**About this exercise**
Your answer should hold exactly the lines from the one containing "In the photograph above, where can the sky" through the end of the material, and no others.

************

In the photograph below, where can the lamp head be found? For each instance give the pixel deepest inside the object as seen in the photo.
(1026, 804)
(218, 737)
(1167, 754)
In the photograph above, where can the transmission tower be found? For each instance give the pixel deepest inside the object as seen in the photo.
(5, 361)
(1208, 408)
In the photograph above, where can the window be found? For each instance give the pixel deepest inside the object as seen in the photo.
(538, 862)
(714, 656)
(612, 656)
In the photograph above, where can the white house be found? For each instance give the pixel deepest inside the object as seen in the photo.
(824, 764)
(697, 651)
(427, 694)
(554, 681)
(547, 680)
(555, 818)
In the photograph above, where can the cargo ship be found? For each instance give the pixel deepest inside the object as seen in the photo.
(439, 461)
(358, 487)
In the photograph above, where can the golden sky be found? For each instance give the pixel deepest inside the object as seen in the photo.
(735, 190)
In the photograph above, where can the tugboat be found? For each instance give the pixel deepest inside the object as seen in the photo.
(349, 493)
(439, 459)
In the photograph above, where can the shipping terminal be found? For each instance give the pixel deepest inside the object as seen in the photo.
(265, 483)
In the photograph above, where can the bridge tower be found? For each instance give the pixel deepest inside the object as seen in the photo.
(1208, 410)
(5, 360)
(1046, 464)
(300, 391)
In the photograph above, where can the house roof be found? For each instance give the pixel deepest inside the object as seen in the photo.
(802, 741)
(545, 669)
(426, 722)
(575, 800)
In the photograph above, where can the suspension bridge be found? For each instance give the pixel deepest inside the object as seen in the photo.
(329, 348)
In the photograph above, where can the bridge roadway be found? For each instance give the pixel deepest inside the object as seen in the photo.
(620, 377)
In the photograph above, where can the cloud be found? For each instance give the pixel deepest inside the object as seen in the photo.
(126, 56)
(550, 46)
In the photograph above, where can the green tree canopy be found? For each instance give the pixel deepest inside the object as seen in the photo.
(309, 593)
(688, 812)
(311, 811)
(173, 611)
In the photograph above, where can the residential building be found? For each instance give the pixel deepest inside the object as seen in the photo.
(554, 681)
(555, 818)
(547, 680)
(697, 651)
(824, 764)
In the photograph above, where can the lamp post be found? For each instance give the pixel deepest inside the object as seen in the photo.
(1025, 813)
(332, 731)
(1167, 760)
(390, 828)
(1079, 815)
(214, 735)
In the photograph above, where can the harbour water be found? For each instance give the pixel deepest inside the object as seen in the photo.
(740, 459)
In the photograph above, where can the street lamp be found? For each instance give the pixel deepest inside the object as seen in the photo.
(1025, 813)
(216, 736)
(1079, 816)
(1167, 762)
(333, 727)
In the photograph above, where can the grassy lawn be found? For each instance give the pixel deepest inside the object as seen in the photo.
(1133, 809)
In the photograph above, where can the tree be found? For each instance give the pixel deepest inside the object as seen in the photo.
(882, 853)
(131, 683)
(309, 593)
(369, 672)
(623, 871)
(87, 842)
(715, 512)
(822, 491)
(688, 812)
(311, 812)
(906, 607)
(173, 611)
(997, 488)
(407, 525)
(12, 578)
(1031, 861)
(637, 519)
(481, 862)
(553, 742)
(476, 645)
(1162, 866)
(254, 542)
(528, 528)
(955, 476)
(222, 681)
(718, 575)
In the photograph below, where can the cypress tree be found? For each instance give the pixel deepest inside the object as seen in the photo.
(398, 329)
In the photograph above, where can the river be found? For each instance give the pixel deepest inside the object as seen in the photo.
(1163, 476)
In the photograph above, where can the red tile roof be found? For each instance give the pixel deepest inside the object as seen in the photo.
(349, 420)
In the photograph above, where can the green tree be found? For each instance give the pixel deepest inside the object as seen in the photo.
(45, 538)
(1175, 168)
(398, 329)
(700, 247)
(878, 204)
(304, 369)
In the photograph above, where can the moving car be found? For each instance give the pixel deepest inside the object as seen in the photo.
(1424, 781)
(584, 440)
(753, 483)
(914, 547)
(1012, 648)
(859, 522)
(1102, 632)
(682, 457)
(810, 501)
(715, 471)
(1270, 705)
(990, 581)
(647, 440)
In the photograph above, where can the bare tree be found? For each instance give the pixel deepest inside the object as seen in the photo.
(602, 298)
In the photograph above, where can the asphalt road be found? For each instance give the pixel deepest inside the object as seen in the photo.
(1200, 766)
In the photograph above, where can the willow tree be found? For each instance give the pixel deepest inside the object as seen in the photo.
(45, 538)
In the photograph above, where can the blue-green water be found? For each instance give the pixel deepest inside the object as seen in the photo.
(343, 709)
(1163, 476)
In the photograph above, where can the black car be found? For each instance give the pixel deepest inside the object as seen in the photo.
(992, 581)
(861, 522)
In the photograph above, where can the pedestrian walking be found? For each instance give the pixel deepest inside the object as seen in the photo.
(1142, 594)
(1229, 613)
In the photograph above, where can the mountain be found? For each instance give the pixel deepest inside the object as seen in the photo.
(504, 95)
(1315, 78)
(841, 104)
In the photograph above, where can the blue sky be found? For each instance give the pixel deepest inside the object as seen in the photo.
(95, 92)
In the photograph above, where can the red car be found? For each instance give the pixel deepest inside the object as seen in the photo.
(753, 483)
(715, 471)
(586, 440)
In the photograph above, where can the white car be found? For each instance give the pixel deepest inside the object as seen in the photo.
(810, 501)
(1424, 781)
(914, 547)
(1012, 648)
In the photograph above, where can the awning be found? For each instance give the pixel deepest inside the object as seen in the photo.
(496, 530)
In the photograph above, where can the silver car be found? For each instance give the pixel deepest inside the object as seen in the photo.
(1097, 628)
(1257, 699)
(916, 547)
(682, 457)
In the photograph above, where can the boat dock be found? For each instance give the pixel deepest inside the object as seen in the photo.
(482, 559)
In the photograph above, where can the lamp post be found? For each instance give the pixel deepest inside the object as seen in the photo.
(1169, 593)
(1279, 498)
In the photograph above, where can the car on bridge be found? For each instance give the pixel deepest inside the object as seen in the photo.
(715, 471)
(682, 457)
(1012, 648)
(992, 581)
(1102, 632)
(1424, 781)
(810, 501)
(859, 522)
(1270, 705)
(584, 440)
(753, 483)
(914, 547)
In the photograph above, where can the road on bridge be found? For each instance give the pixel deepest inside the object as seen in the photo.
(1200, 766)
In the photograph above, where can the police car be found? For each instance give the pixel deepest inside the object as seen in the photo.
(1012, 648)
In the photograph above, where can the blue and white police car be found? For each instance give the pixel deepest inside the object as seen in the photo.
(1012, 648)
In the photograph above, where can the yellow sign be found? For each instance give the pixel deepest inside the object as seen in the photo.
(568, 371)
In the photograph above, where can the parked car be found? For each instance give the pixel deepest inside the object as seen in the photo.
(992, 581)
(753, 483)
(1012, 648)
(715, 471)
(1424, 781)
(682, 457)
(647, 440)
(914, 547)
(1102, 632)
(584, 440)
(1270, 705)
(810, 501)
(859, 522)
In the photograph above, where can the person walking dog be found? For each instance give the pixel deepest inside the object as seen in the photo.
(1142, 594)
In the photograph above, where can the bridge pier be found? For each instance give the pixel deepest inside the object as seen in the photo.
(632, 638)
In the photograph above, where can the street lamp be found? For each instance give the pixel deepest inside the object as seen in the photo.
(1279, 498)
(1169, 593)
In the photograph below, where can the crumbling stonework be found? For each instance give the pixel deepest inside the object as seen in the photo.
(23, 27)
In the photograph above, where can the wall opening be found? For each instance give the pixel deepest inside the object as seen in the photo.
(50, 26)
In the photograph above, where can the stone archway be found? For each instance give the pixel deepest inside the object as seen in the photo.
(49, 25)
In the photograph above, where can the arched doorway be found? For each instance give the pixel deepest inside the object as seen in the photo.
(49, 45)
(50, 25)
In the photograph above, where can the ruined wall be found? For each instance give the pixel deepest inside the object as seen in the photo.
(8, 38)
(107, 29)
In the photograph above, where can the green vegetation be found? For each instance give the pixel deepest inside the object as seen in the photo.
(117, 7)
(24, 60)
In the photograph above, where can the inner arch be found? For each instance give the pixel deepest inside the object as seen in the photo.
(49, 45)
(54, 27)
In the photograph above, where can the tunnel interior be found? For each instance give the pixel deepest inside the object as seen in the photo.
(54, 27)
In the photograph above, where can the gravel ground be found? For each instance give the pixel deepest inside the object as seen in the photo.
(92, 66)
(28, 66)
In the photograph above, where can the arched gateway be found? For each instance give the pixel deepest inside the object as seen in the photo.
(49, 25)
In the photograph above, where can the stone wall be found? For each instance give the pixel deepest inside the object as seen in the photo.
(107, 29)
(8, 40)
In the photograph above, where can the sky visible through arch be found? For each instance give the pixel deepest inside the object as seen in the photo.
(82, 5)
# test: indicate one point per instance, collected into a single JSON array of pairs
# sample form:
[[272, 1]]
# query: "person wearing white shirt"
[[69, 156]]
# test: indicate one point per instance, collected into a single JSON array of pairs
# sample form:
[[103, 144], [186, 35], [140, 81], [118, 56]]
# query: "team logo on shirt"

************

**Output of the exercise**
In the photograph above, where can the sky visible through arch be found? For each instance give the pixel deepest inside the object as seen in the photo.
(82, 5)
# test: indicate one point per instance, collected into a single JSON array of pairs
# sample form:
[[272, 1]]
# query: "person wearing white shirt"
[[69, 156]]
# test: indicate one point per instance, collected into a single JSON array of pairs
# sample form:
[[103, 144], [186, 35], [140, 81], [118, 56]]
# query: "team logo on shirt"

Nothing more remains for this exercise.